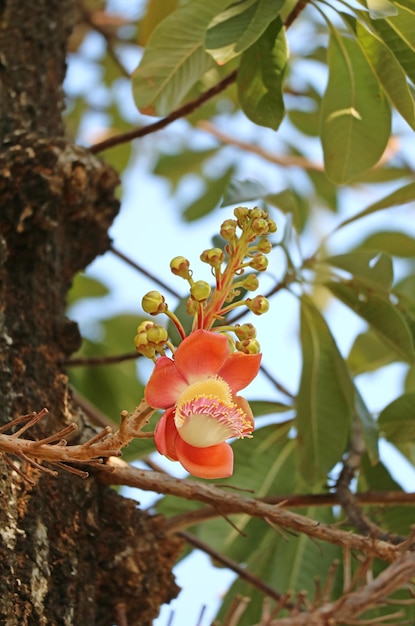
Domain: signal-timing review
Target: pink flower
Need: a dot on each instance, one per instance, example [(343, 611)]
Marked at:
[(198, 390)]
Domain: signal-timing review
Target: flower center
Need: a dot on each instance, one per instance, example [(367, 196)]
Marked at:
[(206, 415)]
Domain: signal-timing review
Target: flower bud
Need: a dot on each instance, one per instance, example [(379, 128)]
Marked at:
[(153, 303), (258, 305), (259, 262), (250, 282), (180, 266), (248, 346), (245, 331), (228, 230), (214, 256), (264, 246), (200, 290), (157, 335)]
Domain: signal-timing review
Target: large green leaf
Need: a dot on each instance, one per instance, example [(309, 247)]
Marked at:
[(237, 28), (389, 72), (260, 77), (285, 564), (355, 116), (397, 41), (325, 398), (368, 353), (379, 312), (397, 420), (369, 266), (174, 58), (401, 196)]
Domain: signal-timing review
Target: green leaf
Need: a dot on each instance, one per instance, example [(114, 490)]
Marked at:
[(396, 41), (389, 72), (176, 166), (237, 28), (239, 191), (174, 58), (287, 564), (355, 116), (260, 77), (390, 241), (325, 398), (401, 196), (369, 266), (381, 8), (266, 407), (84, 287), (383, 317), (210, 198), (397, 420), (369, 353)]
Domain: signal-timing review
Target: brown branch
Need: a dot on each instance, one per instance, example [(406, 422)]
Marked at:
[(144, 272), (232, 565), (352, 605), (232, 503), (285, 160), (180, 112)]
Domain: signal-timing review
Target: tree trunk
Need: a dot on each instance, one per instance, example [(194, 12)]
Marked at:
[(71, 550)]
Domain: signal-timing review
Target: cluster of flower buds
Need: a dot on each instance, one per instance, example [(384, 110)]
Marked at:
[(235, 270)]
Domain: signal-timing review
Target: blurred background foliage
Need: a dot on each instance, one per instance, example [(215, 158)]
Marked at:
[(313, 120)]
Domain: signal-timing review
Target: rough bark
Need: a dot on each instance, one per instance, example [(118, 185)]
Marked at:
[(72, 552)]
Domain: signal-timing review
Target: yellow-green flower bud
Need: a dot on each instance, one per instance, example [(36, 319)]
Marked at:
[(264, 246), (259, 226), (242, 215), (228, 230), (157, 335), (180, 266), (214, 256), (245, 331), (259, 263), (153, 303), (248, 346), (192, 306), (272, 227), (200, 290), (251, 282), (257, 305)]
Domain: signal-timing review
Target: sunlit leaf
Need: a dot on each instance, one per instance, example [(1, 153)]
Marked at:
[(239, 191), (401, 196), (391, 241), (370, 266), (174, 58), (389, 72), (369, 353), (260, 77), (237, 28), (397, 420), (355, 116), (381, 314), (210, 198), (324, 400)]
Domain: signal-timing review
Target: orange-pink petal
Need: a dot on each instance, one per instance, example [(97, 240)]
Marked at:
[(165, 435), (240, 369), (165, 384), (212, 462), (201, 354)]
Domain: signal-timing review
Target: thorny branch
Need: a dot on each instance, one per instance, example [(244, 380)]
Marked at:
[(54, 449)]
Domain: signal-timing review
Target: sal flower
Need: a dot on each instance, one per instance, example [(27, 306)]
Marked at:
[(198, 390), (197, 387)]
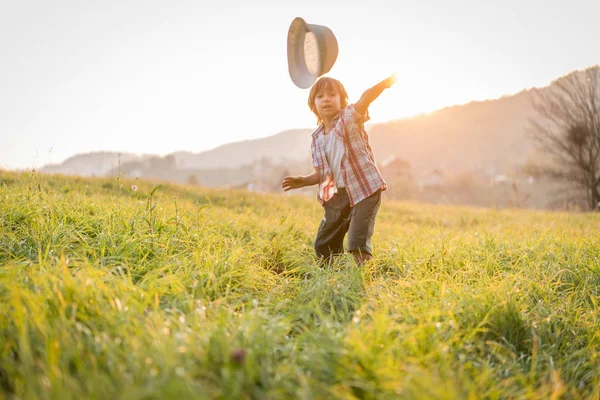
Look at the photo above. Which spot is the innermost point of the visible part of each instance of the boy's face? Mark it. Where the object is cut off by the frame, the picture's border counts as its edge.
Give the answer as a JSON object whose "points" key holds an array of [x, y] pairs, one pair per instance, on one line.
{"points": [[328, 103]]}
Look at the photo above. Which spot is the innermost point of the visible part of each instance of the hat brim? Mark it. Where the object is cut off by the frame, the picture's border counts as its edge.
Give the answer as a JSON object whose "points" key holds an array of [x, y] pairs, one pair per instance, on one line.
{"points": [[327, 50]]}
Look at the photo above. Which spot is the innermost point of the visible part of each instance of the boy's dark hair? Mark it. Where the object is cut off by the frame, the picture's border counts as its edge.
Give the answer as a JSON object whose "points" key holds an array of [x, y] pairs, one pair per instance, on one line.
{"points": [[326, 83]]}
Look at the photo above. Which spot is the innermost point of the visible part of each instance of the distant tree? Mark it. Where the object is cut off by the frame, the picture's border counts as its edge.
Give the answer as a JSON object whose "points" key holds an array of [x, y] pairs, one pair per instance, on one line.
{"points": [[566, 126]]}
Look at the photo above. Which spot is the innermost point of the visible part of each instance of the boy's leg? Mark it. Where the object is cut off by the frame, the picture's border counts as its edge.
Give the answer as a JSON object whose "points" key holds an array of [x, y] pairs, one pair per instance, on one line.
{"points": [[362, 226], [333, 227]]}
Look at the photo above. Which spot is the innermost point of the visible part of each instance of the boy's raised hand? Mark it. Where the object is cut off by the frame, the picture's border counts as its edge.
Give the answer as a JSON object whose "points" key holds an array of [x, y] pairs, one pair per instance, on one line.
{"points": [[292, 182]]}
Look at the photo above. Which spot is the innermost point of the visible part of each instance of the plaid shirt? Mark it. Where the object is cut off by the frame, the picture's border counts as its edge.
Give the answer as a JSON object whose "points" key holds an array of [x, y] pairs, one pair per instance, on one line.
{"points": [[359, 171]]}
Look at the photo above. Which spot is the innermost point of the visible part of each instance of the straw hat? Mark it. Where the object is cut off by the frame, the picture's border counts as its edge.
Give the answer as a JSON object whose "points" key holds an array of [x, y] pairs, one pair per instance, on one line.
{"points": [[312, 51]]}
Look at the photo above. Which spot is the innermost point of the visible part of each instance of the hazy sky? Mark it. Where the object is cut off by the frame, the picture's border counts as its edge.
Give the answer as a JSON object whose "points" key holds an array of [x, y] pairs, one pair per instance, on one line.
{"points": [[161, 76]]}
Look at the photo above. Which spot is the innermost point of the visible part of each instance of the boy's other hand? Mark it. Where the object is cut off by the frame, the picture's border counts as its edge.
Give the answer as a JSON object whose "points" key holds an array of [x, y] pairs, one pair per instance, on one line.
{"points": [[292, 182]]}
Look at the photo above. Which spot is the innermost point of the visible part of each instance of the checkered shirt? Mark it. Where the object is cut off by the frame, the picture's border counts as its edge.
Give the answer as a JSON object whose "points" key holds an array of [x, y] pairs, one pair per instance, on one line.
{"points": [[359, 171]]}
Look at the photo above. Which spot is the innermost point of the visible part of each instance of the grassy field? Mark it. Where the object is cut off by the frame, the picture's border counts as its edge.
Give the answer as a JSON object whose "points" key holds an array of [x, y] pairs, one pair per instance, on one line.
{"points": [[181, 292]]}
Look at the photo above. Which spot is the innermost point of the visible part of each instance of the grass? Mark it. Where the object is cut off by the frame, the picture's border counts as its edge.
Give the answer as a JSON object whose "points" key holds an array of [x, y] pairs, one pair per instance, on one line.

**Exercise objective**
Your job is to reproduce the material exactly. Keep pictures out of it.

**Response area**
Domain: signal-timing review
Target: pink flower
Need: a dot on each instance, one per instance, example [(343, 611)]
Marked at:
[(198, 390)]
Domain: signal-timing review
Target: flower center
Need: a dot on each instance, one per instance, example [(367, 196)]
Marked at:
[(206, 415)]
Domain: signal-timing review
Target: flower bud
Need: a dot on each instance, one per instance, example [(379, 128)]
Marked at:
[(153, 303), (258, 305), (259, 262), (250, 282), (180, 266), (248, 346), (245, 331), (228, 230), (214, 256), (264, 246), (200, 290), (157, 335)]
Domain: signal-timing review
Target: large green leaf
Need: a dot on each instance, one per instance, example [(309, 247)]
Marked at:
[(237, 28), (389, 72), (260, 77), (285, 564), (355, 116), (397, 41), (325, 398), (368, 353), (379, 312), (397, 420), (369, 266), (174, 58), (401, 196)]
Domain: signal-timing review
Target: green leaf
Need: a dot on each instance, one per instance, example [(114, 490)]
Marked at:
[(396, 41), (389, 72), (176, 166), (237, 28), (239, 191), (174, 58), (287, 564), (355, 116), (260, 77), (390, 241), (325, 398), (401, 196), (369, 266), (381, 8), (266, 407), (84, 287), (383, 317), (210, 198), (397, 420), (369, 353)]
Domain: signal-timing review
Target: brown branch
Need: a dot on each instance, one per instance, example [(406, 422)]
Marked at:
[(144, 272), (232, 565), (352, 605), (232, 503), (285, 160), (180, 112)]
Domain: signal-timing review
Target: tree trunk
Need: a dot on each instance, one per instance, example [(194, 12)]
Marked at:
[(71, 550)]
Domain: signal-timing review
Target: cluster of flower buds
Need: a dot on each instance, one per instance, example [(384, 110)]
Marked at:
[(235, 270)]
Domain: signal-timing review
Target: blurred background foliage
Need: a dot on each instance, one per instance, example [(215, 158)]
Marked at:
[(313, 120)]
Domain: signal-timing review
Target: rough bark
Need: a dot on each instance, one per instance, example [(118, 185)]
Marked at:
[(72, 552)]
Domain: signal-timing review
Target: yellow-green flower bud
Need: a dot on each instance, one per instance, example [(36, 319)]
Marked at:
[(264, 246), (259, 226), (242, 215), (228, 230), (157, 335), (180, 266), (214, 256), (245, 331), (259, 263), (153, 303), (248, 346), (192, 306), (272, 227), (200, 290), (251, 282), (257, 305)]
Domain: signal-timing review
Target: sunlit leaf
Need: a dot on each instance, one per instance, example [(1, 153)]
Marked at:
[(239, 191), (401, 196), (391, 241), (370, 266), (174, 58), (389, 72), (369, 353), (260, 77), (237, 28), (397, 420), (355, 116), (381, 314), (210, 198), (324, 400)]
Domain: signal-timing review
Target: orange-pink petal
Need: a dot on each instance, one per instance, example [(97, 240)]
Marked at:
[(165, 435), (240, 369), (165, 384), (212, 462), (201, 354)]
Domain: signal-timing review
Target: thorny branch
Need: a dot on each instance, one per instance, example [(244, 380)]
Marked at:
[(54, 449)]
Domain: signal-timing review
Target: sal flower
Need: a dot on each instance, one per instance, example [(27, 306)]
Marked at:
[(198, 390), (197, 387)]
Look at the photo above. Which spot is the innermost point of the visible part of each instance of the boy's face? Mark it. Where the object is cut off by the frame, the picture's border counts as its edge.
Give the answer as a JSON object whose "points" key holds an array of [x, y] pairs, one pair per instance, on one line.
{"points": [[328, 103]]}
Look at the photo above. Which spot is the innermost point of the visible part of each instance of the hat brim? Mark it. Where the object is cut off by the frame, the picture's border counts as its edge.
Give the answer as a JSON object whose "points" key holds an array of [x, y] pairs, one pair per instance, on one line.
{"points": [[327, 50]]}
Look at the photo above. Which spot is the innermost point of the visible part of each instance of the boy's dark hair? Mark it. Where the object is cut off by the frame, the picture's border counts as its edge.
Give the answer as a JSON object whose "points" key holds an array of [x, y] pairs, one pair per instance, on one line.
{"points": [[326, 83]]}
Look at the photo above. Which spot is the innermost point of the visible part of each instance of the distant tree? Mark it. Where the object is cut off by the frame, the picture's border counts as its edge.
Give the answer as a JSON object whose "points" key holds an array of [x, y] pairs, one pair per instance, on one line.
{"points": [[566, 126]]}
Look at the photo above. Which spot is the innermost point of the visible part of each instance of the boy's leg? Mark it. Where the object is cut off by the frame, the picture's border counts as its edge.
Give the answer as a JSON object whose "points" key holds an array of [x, y] pairs, one pair per instance, on one line.
{"points": [[362, 226], [333, 227]]}
Look at the photo above. Which spot is the innermost point of the visible part of each instance of the boy's raised hand? Mark it. Where the object is cut off by the frame, the picture's border counts as its edge.
Give the answer as a JSON object whose "points" key holds an array of [x, y] pairs, one pair per instance, on one line.
{"points": [[292, 182]]}
Look at the photo above. Which spot is the innermost point of the visible part of each instance of the plaid shirt? Mark it. Where the object is cut off by the frame, the picture's border counts as its edge.
Give the answer as a JSON object whose "points" key holds an array of [x, y] pairs, one pair per instance, on one line.
{"points": [[359, 171]]}
Look at the photo above. Which spot is the innermost point of the visible part of each instance of the straw hat? Mark it. Where the object is cut off by the frame, the picture's border counts as its edge.
Give the answer as a JSON object whose "points" key holds an array of [x, y] pairs, one pair per instance, on one line.
{"points": [[312, 51]]}
Look at the photo above. Which spot is the innermost point of the visible part of each instance of the hazy sky? Mark it. Where the object is cut off by the frame, the picture's border counts as its edge.
Give the answer as a JSON object whose "points" key holds an array of [x, y] pairs, one pair per instance, on one line.
{"points": [[161, 76]]}
Look at the photo above. Which spot is the innermost point of the visible part of each instance of the boy's other hand? Mark it. Where the object is cut off by the frame, the picture's border counts as its edge.
Give the answer as a JSON object whose "points" key holds an array of [x, y] pairs, one pair per instance, on one line.
{"points": [[292, 182]]}
Look at the photo above. Which spot is the innermost point of the visible part of each instance of the checkered shirt? Mark it. Where the object is cut off by the frame, the picture's border counts as its edge.
Give the answer as a JSON object whose "points" key holds an array of [x, y] pairs, one pair per instance, on one line.
{"points": [[359, 171]]}
Look at the photo above. Which spot is the innermost point of the visible part of each instance of the grassy field? Mark it. Where the object is cut off by the frame, the picture's border counts as its edge.
Give the answer as a JSON object whose "points" key holds an array of [x, y] pairs, one pair per instance, on one line.
{"points": [[181, 292]]}
Look at the photo above. Which spot is the innermost point of the visible part of each instance of the grass? Mark it. Where the object is cut off by the frame, the picture's border counts as its edge.
Give the answer as a JSON object whose "points" key holds an array of [x, y] pairs, one pair per instance, on one line.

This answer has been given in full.